REQUIREMENT 1: Name each example transformation and each example action given in the Spark quiz's explanation of Lazy Evaluation.
REQUIREMENT 2: From the Spark quiz, reproduce the stretch from "Q5: How does" through "from the source." word for word.
REQUIREMENT 3: Write what follows the last line of the Spark quiz.

EXCERPT:
- - -

Q2: What is a Spark Executor responsible for?

A. Managing cluster resources
B. Running tasks and storing cached data
C. Defining the DAG
D. Handling user authentication

✅ Correct Answer: B
Explanation: Executors run tasks assigned by the Driver and store cached data in memory/disk.

Q3: What is Lazy Evaluation in Spark?

A. Spark executes transformations immediately
B. Spark delays execution until an action is called
C. Spark skips failed tasks automatically
D. Spark optimizes disk storage

✅ Correct Answer: B
Explanation: Spark lazily evaluates transformations (e.g., filter(), select()) and only executes them when an action (e.g., count(), collect()) is triggered.

Q4: What is a DAG in Spark?

A. A distributed file system
B. A logical execution plan of transformations
C. A storage format for DataFrames
D. A type of join operation

✅ Correct Answer: B
Explanation: The Directed Acyclic Graph (DAG) represents the sequence of transformations before optimization.

Q5: How does Spark recover from an Executor failure?

A. Restarts the Driver
B. Recomputes lost partitions using lineage
C. Switches to a backup cluster
D. Ignores the failed tasks

✅ Correct Answer: B
Explanation: Spark uses RDD lineage to recompute lost data partitions from the source.

Section 2: Spark DataFrame API

Q6: What is the difference between `cache()` and `persist()`?

A. cache() is used for Disk storage, persist() for Memory
B. cache() defaults to MEMORY_ONLY, persist() allows custom storage levels
C. persist() is only for streaming DataFrames
D. cache() is deprecated in Spark 3.0

✅ Correct Answer: B
Explanation:

cache() = persist(StorageLevel.MEMORY_ONLY)

- - -

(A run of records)
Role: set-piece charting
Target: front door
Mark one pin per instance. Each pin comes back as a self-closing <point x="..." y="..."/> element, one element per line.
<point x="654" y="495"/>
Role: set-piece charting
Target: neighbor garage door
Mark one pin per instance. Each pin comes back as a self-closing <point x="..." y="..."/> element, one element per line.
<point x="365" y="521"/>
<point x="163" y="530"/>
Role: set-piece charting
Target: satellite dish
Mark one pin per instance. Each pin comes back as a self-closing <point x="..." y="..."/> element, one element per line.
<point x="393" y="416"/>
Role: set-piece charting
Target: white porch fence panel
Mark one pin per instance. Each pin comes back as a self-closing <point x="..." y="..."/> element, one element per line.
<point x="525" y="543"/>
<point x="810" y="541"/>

- - -

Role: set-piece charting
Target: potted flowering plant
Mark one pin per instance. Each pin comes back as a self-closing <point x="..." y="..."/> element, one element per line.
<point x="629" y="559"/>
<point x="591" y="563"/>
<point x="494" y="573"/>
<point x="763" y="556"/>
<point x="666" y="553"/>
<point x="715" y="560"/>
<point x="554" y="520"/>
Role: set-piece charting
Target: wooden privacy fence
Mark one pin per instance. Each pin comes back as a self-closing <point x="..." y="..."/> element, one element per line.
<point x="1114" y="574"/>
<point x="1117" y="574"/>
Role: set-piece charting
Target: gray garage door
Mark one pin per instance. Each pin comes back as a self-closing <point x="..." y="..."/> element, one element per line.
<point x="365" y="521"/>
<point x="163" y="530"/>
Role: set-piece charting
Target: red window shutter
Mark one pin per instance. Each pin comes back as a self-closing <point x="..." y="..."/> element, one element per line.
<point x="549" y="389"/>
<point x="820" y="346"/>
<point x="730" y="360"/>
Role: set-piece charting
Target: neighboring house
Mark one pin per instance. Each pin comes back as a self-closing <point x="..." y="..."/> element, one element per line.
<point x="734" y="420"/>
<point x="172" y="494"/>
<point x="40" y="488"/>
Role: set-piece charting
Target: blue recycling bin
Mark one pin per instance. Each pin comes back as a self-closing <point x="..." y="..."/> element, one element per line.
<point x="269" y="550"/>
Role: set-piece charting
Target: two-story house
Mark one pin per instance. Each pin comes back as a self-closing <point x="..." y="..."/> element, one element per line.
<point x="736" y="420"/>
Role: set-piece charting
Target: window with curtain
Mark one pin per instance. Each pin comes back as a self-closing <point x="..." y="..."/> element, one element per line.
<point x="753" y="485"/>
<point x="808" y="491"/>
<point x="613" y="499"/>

- - -

EXPECTED ANSWER 1:
Transformations: filter(), select()
Actions: count(), collect()

EXPECTED ANSWER 2:
Q5: How does Spark recover from an Executor failure?

A. Restarts the Driver
B. Recomputes lost partitions using lineage
C. Switches to a backup cluster
D. Ignores the failed tasks

✅ Correct Answer: B
Explanation: Spark uses RDD lineage to recompute lost data partitions from the source.

EXPECTED ANSWER 3:
persist() allows custom levels like MEMORY_AND_DISK.

Q7: How do you read a CSV file in Spark?

A. spark.read.text("file.csv")
B. spark.read.csv("file.csv", header=True, inferSchema=True)
C. spark.load.csv("file.csv")
D. spark.csv.read("file.csv")

✅ Correct Answer: B
Explanation: The correct method is spark.read.csv() with optional parameters like header and inferSchema.

Q8: Which operation is a transformation in Spark?

A. count()
B. collect()
C. filter()
D. show()

✅ Correct Answer: C
Explanation:

Transformations (lazy): filter(), select(), groupBy()
Actions (eager): count(), collect(), show()

Q9: What does `coalesce()` do?

A. Merges small partitions into fewer partitions without shuffling
B. Increases the number of partitions with a full shuffle
C. Converts a DataFrame to an RDD
D. Drops NULL values from a DataFrame

✅ Correct Answer: A
Explanation: coalesce() reduces partitions without a full shuffle, unlike repartition().

Q10: How do you rename a column in a DataFrame?

A. df.withColumnRenamed("old", "new")
B. df.rename("old", "new")
C. df.select("old").alias("new")
D. df.changeColumnName("old", "new")

✅ Correct Answer: A
Explanation: The correct method is withColumnRenamed().

Section 3: Spark SQL & Optimizations

Q11: How do you register a DataFrame as a SQL table?

A. df.saveAsTable("table")
B. df.createOrReplaceTempView("table")
C. df.registerTable("table")
D. df.toSQL("table")

✅ Correct Answer: B
Explanation: createOrReplaceTempView() registers a temporary SQL view.

Q12: Which join is most efficient when joining large tables?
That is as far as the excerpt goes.